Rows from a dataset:
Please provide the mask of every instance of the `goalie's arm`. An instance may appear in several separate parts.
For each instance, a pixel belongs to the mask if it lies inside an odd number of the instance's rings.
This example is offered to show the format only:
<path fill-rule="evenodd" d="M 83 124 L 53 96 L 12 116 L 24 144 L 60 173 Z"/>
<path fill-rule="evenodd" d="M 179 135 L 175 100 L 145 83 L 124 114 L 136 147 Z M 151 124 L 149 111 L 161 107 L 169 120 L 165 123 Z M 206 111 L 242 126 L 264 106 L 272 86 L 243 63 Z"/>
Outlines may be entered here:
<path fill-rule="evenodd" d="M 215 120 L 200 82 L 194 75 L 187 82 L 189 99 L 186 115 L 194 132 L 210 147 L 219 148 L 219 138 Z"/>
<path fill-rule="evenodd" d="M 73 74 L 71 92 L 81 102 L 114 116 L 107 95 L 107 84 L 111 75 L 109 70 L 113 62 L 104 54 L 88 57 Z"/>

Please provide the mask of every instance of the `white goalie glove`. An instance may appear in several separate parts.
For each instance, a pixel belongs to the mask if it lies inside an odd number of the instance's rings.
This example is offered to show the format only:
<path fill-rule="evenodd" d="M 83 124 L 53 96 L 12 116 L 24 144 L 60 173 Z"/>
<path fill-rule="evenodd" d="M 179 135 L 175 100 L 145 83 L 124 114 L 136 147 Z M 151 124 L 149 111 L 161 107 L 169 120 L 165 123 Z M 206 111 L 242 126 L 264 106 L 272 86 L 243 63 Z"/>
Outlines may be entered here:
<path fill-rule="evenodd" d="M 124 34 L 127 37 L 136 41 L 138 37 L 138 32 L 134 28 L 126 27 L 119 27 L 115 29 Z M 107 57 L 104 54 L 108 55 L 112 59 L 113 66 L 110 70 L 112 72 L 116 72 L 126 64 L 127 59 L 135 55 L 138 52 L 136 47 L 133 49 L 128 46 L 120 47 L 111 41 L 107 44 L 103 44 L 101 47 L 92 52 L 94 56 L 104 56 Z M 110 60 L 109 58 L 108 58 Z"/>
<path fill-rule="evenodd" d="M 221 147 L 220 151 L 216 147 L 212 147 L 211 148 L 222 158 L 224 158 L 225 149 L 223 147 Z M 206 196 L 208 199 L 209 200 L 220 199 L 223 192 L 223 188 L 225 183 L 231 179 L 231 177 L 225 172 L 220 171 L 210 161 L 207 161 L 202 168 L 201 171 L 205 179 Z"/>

The problem: Retype the records that precede this task, keeping them exactly the same.

Answer to this task:
Please provide the mask of every instance of the `goalie's arm`. An instance may appear in several separate parts.
For each instance, a pixel belongs to the mask if it lies inside an odd number of the instance's rings.
This example is offered to show the format only:
<path fill-rule="evenodd" d="M 83 124 L 53 96 L 12 116 L 24 144 L 60 173 Z"/>
<path fill-rule="evenodd" d="M 179 135 L 175 100 L 145 83 L 124 114 L 136 147 Z M 151 124 L 149 111 L 161 107 L 169 120 L 165 123 Z M 206 111 L 242 126 L 264 106 L 272 86 L 243 63 Z"/>
Outlines may be entered here:
<path fill-rule="evenodd" d="M 215 120 L 200 82 L 194 75 L 187 82 L 189 99 L 186 115 L 194 132 L 210 147 L 219 148 L 219 138 Z"/>
<path fill-rule="evenodd" d="M 73 74 L 71 92 L 81 102 L 114 116 L 107 95 L 107 84 L 111 75 L 109 70 L 113 62 L 104 54 L 88 57 Z"/>

Please provide the mask of every instance of the `white goalie glove`. An instance may appear in several separate parts.
For each instance, a pixel belongs to the mask if it lies inside an odd number of the instance's rings.
This example is offered to show the format only:
<path fill-rule="evenodd" d="M 83 124 L 53 96 L 12 116 L 24 144 L 60 173 Z"/>
<path fill-rule="evenodd" d="M 179 135 L 175 100 L 145 83 L 124 114 L 136 147 Z M 151 124 L 149 111 L 161 107 L 169 120 L 165 123 Z M 206 111 L 242 126 L 264 106 L 272 86 L 243 63 Z"/>
Outlines may be entered here:
<path fill-rule="evenodd" d="M 124 34 L 127 37 L 136 41 L 138 37 L 138 32 L 134 28 L 126 27 L 119 27 L 115 29 Z M 107 57 L 104 54 L 108 55 L 112 59 L 113 66 L 110 70 L 112 72 L 116 72 L 126 64 L 127 59 L 135 55 L 138 52 L 136 47 L 133 49 L 128 46 L 120 47 L 111 41 L 107 44 L 103 44 L 101 47 L 92 52 L 94 56 L 104 56 Z M 110 60 L 109 58 L 108 58 Z"/>
<path fill-rule="evenodd" d="M 221 147 L 220 151 L 216 147 L 212 147 L 211 148 L 222 158 L 224 158 L 225 149 L 223 147 Z M 206 196 L 208 199 L 209 200 L 220 199 L 223 192 L 223 188 L 225 183 L 231 179 L 231 177 L 225 172 L 220 171 L 210 161 L 207 161 L 202 168 L 201 171 L 205 179 Z"/>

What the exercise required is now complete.